• _DIRECTION_:
Recast the material as a two-column CSV with the headers input and output, starting with the line containing "For every instance of the rider in black helmet" and going on through the end of the material. Give one row for each stretch of text together with the coordinates beneath it, with every field in quotation marks and any line breaks turned into spaces.

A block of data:
*****
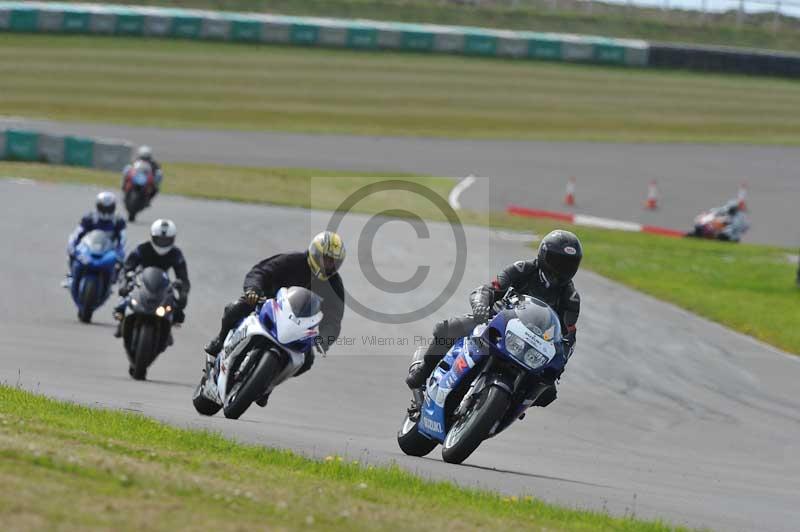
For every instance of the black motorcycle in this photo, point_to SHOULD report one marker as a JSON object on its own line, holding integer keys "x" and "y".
{"x": 147, "y": 323}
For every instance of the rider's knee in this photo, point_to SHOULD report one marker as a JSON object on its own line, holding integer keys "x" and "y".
{"x": 548, "y": 395}
{"x": 440, "y": 330}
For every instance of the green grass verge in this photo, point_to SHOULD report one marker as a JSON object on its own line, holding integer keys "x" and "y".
{"x": 747, "y": 287}
{"x": 232, "y": 86}
{"x": 571, "y": 17}
{"x": 70, "y": 467}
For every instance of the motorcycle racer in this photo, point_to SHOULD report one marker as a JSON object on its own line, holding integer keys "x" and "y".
{"x": 145, "y": 153}
{"x": 728, "y": 223}
{"x": 315, "y": 269}
{"x": 160, "y": 251}
{"x": 548, "y": 277}
{"x": 103, "y": 218}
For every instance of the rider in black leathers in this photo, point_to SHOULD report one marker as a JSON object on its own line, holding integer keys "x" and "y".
{"x": 315, "y": 269}
{"x": 547, "y": 277}
{"x": 161, "y": 252}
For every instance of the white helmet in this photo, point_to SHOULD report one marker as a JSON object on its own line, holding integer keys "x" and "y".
{"x": 106, "y": 204}
{"x": 162, "y": 235}
{"x": 145, "y": 152}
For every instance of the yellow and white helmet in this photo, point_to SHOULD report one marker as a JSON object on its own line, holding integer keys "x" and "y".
{"x": 326, "y": 254}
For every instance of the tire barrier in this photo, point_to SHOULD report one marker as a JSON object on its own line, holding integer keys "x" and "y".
{"x": 722, "y": 59}
{"x": 32, "y": 146}
{"x": 41, "y": 17}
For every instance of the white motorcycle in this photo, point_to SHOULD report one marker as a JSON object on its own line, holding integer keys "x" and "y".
{"x": 265, "y": 349}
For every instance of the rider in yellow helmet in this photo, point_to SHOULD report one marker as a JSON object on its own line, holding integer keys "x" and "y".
{"x": 316, "y": 269}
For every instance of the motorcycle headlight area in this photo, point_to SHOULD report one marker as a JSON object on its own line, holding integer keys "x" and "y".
{"x": 524, "y": 352}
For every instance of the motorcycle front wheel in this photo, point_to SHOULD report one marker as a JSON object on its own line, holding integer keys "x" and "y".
{"x": 252, "y": 386}
{"x": 87, "y": 298}
{"x": 411, "y": 441}
{"x": 144, "y": 350}
{"x": 474, "y": 426}
{"x": 204, "y": 406}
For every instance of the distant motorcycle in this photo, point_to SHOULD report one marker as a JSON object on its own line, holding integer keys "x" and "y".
{"x": 147, "y": 322}
{"x": 94, "y": 271}
{"x": 139, "y": 186}
{"x": 267, "y": 348}
{"x": 719, "y": 224}
{"x": 486, "y": 381}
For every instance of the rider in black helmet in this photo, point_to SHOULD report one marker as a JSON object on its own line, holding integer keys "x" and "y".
{"x": 547, "y": 277}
*****
• _FINAL RESULT_:
input,output
"For every instance of the rider in black helmet in this photo, point_to SHOULD report one marker as a JSON object on its own line, holding integer keys ""x"" and ""y"".","{""x"": 547, ""y"": 277}"